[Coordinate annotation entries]

#####

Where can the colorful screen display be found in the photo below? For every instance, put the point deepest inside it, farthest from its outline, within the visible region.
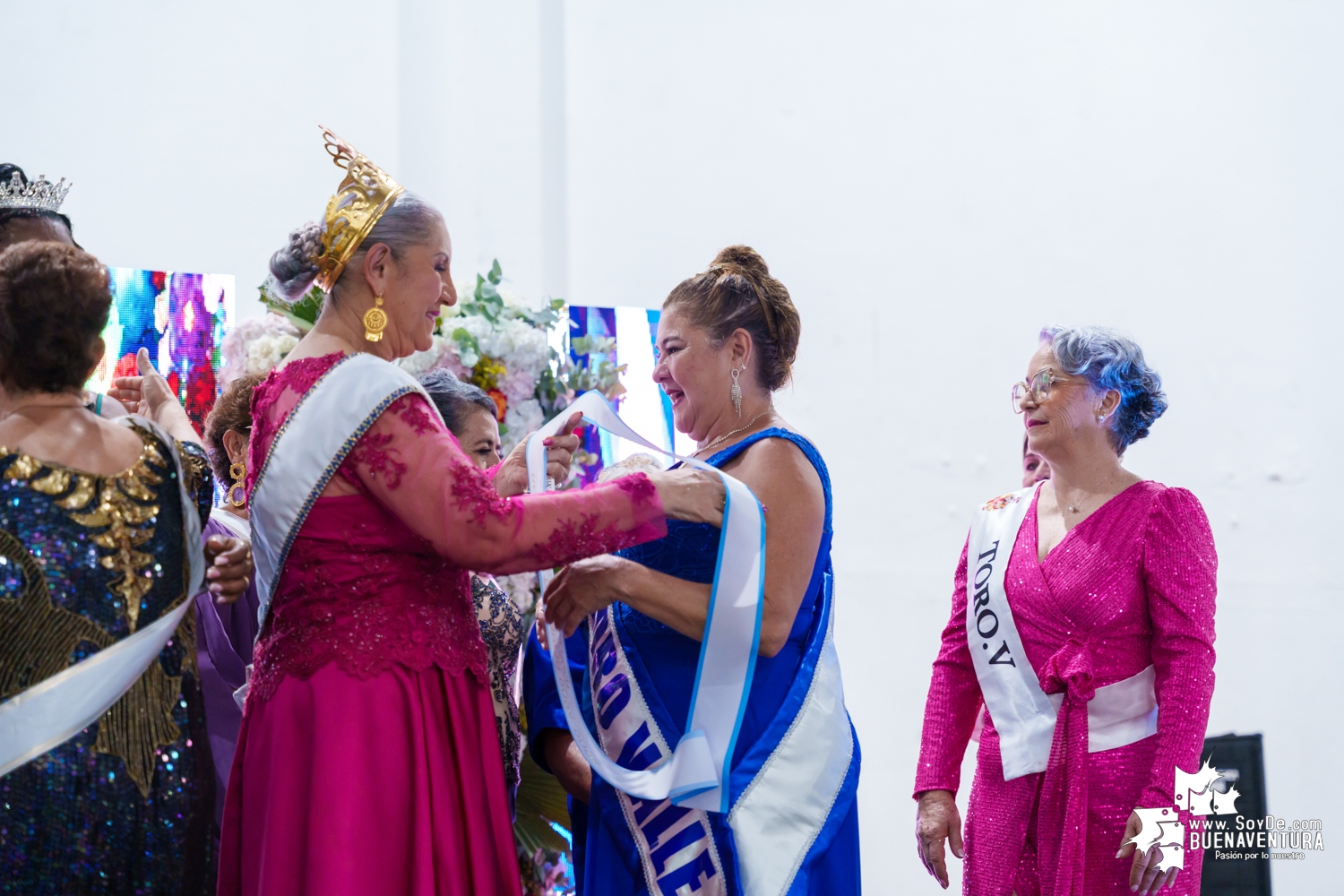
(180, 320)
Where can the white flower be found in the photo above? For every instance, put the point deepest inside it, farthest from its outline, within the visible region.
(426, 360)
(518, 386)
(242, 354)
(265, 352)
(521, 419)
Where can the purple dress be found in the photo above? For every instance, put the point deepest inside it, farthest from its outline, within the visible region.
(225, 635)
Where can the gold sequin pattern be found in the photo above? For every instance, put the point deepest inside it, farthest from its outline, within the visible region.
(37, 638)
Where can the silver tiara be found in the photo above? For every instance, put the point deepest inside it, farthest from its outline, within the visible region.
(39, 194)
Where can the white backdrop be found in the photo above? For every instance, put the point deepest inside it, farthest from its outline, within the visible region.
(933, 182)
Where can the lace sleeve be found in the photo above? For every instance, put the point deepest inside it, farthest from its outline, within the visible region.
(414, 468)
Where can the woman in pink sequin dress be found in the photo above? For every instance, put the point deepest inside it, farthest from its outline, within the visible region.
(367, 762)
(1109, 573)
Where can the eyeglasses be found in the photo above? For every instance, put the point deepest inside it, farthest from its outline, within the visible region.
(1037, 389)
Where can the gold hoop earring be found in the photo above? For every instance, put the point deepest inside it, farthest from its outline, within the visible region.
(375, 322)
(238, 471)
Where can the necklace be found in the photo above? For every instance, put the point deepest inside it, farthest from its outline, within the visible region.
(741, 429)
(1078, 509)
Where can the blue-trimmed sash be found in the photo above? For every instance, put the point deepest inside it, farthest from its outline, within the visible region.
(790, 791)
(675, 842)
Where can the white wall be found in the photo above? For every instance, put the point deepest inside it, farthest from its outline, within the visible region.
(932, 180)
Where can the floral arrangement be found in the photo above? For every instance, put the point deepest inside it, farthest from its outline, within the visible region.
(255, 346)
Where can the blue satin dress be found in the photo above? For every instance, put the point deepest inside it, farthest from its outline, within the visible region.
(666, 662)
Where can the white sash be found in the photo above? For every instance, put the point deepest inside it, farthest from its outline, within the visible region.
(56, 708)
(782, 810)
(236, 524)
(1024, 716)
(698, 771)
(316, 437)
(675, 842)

#####

> **Problem to work on**
Copy the material from the line containing "Where can the white wall" through the end, inclusive, with every request included. Raise each coordinate in the answers by 19.

> **Response**
Where can the white wall be found in the photo above? For every instance, put the point deepest inside it, farthest from its outline, within the visible region.
(951, 199)
Where can the floral arrangement be found in the photo above? For every instance, put the point deepest inside it, farthest from its outline, within the visible region.
(274, 365)
Where can the blue satin dress be found in the photo above? For every instance, put the point deepest inside it, farthest from its outline, within the visible region.
(685, 681)
Where can the white sash be found in the photo above? For every instance, put the point deepest inside it, farthest from its outline, within the visible region.
(75, 727)
(801, 829)
(255, 543)
(1043, 735)
(717, 790)
(335, 456)
(694, 861)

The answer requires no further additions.